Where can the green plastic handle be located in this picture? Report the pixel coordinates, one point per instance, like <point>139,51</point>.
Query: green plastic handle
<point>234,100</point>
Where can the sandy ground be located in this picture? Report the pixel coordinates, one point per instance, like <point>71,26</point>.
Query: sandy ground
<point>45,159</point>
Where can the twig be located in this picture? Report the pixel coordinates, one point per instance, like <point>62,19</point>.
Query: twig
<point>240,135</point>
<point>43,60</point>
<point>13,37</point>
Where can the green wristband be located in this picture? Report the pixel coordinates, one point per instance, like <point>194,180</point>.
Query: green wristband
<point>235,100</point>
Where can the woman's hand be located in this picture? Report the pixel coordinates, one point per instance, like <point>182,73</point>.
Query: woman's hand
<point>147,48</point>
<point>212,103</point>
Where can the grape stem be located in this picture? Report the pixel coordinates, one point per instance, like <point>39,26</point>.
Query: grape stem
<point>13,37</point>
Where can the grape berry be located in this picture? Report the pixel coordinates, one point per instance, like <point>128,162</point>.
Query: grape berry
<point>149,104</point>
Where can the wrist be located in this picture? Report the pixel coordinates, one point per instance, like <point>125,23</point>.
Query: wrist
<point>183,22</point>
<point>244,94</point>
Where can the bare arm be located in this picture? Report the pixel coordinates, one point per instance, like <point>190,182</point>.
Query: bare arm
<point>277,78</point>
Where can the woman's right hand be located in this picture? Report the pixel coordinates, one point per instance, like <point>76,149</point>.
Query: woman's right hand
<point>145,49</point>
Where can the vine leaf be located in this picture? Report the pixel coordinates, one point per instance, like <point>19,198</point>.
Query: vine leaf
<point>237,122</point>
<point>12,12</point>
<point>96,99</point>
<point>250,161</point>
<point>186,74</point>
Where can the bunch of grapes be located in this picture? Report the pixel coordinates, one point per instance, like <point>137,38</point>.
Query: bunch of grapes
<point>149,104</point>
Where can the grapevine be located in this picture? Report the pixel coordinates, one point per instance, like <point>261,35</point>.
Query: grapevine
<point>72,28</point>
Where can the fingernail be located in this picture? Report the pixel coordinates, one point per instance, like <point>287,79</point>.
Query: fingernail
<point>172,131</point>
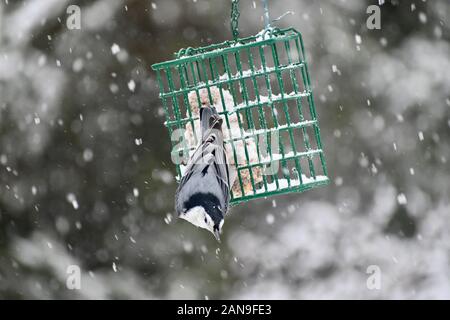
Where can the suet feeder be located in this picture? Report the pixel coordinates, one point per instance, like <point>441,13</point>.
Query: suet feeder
<point>268,79</point>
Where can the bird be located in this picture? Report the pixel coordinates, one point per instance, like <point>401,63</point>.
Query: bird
<point>200,98</point>
<point>203,195</point>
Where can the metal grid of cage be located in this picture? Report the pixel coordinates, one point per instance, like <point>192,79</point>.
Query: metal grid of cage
<point>262,88</point>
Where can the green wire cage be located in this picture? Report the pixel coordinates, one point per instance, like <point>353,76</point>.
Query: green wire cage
<point>262,89</point>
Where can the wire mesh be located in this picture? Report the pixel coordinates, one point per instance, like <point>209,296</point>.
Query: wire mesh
<point>261,87</point>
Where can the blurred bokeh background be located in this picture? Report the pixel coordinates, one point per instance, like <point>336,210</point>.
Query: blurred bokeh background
<point>86,177</point>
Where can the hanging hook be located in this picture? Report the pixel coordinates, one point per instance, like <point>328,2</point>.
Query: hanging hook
<point>266,14</point>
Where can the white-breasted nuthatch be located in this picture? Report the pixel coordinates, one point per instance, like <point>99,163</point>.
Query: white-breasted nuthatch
<point>203,194</point>
<point>222,100</point>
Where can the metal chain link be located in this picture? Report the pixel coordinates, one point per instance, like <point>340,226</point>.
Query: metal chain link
<point>235,14</point>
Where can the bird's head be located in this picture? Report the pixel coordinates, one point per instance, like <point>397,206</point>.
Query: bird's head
<point>207,216</point>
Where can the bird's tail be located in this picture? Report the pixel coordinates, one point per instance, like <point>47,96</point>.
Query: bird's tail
<point>209,119</point>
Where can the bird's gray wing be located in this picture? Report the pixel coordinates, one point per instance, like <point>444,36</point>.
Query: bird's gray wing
<point>209,155</point>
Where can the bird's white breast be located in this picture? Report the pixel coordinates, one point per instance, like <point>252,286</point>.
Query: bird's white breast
<point>196,216</point>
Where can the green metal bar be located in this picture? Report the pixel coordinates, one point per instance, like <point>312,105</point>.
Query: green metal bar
<point>227,70</point>
<point>176,111</point>
<point>269,91</point>
<point>186,101</point>
<point>304,187</point>
<point>215,74</point>
<point>307,87</point>
<point>235,78</point>
<point>298,103</point>
<point>280,83</point>
<point>249,120</point>
<point>229,47</point>
<point>313,110</point>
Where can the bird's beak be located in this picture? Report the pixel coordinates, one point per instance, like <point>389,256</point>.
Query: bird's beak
<point>217,234</point>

-=-=-

**Work to be completed**
Print all of the data above line for line, without any changes, and leave the pictures out.

**Solution for this task**
Where can the green plastic handle be located in this picture? Report the pixel coordinates, one point per instance, like <point>139,51</point>.
Query: green plastic handle
<point>234,100</point>
Where can the sandy ground be located in this picture? Report the pixel coordinates, one point per instance, like <point>71,26</point>.
Query: sandy ground
<point>45,159</point>
Where can the twig be located in this picture? Report the pixel coordinates, one point per instance, like <point>62,19</point>.
Query: twig
<point>240,135</point>
<point>43,60</point>
<point>13,37</point>
Where can the green wristband be located in this picture? Report the pixel coordinates, one point per instance, like <point>194,180</point>.
Query: green wristband
<point>235,100</point>
Where can the woman's hand be located in this picture? Report the pixel coordinates, one point per instance, like <point>182,73</point>.
Query: woman's hand
<point>147,48</point>
<point>212,103</point>
Where can the grape stem be located in this picture? Report the pixel coordinates, one point per instance, like <point>39,26</point>.
Query: grape stem
<point>13,37</point>
Where can the grape berry be located in this picture? Report the pixel coordinates, one point per instance, like <point>128,162</point>.
Query: grape berry
<point>149,104</point>
Where can the wrist be located in this picture? Report the pixel coordinates, one point per instance, like <point>125,23</point>.
Query: wrist
<point>183,22</point>
<point>244,94</point>
Where can the bare arm be located in this picture? Report the pixel coordinates, one point per instance, like <point>190,182</point>.
Query: bare arm
<point>277,78</point>
Where can the woman's right hand be located in this picture? Report the pixel coordinates, one point per instance, like <point>76,149</point>.
Query: woman's right hand
<point>145,49</point>
Where can the vine leaf be located in this picture? Report the pixel coordinates, one point per instance, like <point>19,198</point>.
Query: vine leaf
<point>237,122</point>
<point>12,12</point>
<point>96,99</point>
<point>250,161</point>
<point>186,74</point>
Where can the bunch of grapes be located in this picture? Report the pixel coordinates, one point per instance, like <point>137,38</point>.
Query: bunch of grapes
<point>149,104</point>
Where can the grapevine be located in this picture? Report the pixel coordinates, one point per instance, like <point>261,35</point>.
Query: grapevine
<point>72,28</point>
Where can the fingernail be located in this picture? Report the pixel coordinates, one point per instance, like <point>287,79</point>.
Query: fingernail
<point>172,131</point>
Where can the suet feeder be located in this picture? Report the pixel coordinates, one point per instance, like <point>441,13</point>.
Query: suet feeder
<point>268,79</point>
Where can the bird be located in this picture? Report the pixel coordinates, one point per instance, like <point>401,63</point>.
Query: bird
<point>200,98</point>
<point>203,195</point>
Where can the metal grid of cage be located in this picture? Report the pixel coordinates, one point per instance, like <point>192,79</point>.
Query: metal grid of cage
<point>262,88</point>
Where can the green wire cage be located in this picture? Report the pixel coordinates, one point per instance, like <point>353,76</point>.
Query: green wire cage
<point>262,89</point>
Where can the wire mesh be located in this picture? Report the pixel coordinates, one point per instance, like <point>209,296</point>.
Query: wire mesh
<point>261,87</point>
Where can the blurred bokeh background be located in this picture? Report the pixel coordinates, one point per instance, like <point>336,210</point>.
Query: blurred bokeh background
<point>86,177</point>
Where can the hanging hook be located in this picture? Report the pixel coordinates, one point per instance, like <point>328,2</point>.
Query: hanging hook
<point>266,14</point>
Where can the white-breasted nuthatch be located in this picture? Report the pixel coordinates, one point per instance, like <point>99,163</point>.
Query: white-breasted nuthatch
<point>203,194</point>
<point>222,100</point>
Where can the metal chain link be located in this picture? Report the pixel coordinates, one point per instance, like <point>340,226</point>.
Query: metal chain link
<point>235,14</point>
Where can the bird's head be located in this picture? Report the pixel coordinates, one point per instance, like <point>397,206</point>.
Query: bird's head
<point>207,216</point>
Where can the bird's tail be located in this picture? Report the pixel coordinates, one point per instance, like <point>47,96</point>.
Query: bird's tail
<point>209,119</point>
Where can the bird's gray wing be located in this picture? Report the pixel coordinates, one point per instance, like <point>444,36</point>.
Query: bird's gray wing
<point>209,155</point>
Where can the bird's white breast be located in this picture? Report the pixel coordinates, one point per instance, like <point>252,286</point>.
Query: bird's white breast
<point>196,216</point>
Where can the green metal bar be located in this picture? Report the pixel coordinates, one point per instance, like <point>312,105</point>.
Query: green metal bar
<point>227,70</point>
<point>176,111</point>
<point>269,91</point>
<point>186,101</point>
<point>304,187</point>
<point>215,74</point>
<point>307,87</point>
<point>235,78</point>
<point>298,103</point>
<point>280,83</point>
<point>249,120</point>
<point>229,47</point>
<point>313,110</point>
Where can the bird's beak be located in this picture? Report the pixel coordinates, one point per instance, like <point>389,256</point>.
Query: bird's beak
<point>217,234</point>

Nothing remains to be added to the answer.